- Exercise task
Lay out the lines from the one containing "If you could point to the white ceiling" up to and including the one containing "Query: white ceiling tile" as a Markdown table with columns Row and Line, leaving out blank lines. Include only those lines.

[Position annotation records]
--------------------------------

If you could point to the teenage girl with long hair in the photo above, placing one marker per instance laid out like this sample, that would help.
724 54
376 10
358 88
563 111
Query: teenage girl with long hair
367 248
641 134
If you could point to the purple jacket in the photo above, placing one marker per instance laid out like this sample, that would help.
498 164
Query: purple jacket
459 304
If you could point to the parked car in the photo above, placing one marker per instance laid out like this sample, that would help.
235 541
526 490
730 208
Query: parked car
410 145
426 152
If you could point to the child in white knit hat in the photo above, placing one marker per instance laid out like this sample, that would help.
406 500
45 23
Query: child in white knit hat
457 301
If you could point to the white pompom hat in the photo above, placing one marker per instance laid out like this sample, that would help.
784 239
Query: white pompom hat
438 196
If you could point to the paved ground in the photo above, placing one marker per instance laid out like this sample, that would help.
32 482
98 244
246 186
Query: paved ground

--------------------------------

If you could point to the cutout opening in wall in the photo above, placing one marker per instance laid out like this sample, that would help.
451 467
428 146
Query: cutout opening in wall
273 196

--------------------------------

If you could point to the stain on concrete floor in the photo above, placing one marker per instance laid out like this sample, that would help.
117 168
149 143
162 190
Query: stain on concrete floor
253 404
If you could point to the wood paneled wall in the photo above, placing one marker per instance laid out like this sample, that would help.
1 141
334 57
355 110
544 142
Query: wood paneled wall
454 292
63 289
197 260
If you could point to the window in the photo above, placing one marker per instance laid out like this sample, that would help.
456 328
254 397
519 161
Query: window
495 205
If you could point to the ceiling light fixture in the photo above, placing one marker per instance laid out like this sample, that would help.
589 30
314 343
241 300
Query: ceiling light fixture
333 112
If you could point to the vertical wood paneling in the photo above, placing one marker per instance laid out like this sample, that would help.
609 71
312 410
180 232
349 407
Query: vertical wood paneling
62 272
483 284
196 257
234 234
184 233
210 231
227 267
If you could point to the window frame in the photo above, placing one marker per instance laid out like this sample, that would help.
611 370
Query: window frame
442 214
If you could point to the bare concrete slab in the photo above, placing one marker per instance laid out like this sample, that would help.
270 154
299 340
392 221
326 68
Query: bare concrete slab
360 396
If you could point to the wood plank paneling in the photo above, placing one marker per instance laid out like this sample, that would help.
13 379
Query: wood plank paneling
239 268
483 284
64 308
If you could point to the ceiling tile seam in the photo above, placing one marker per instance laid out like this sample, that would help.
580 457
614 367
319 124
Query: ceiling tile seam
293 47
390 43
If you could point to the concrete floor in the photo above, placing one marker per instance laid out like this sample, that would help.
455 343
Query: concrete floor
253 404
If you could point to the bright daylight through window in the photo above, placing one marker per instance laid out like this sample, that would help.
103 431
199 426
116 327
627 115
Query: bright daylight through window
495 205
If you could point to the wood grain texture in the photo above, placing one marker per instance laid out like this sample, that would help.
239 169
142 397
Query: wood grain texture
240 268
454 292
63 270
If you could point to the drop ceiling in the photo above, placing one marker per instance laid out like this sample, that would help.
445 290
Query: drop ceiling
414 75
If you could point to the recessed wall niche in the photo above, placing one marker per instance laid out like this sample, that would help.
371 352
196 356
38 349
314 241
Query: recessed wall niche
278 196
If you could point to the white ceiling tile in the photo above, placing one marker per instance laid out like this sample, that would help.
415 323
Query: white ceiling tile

--------------------------------

- Worked answer
| Row | Line |
|---|---|
| 1 | If you could point to the white ceiling tile in the photo above, placing one marker per instance laid out like this sample, that would help. |
| 2 | 415 323 |
| 3 | Query: white ceiling tile |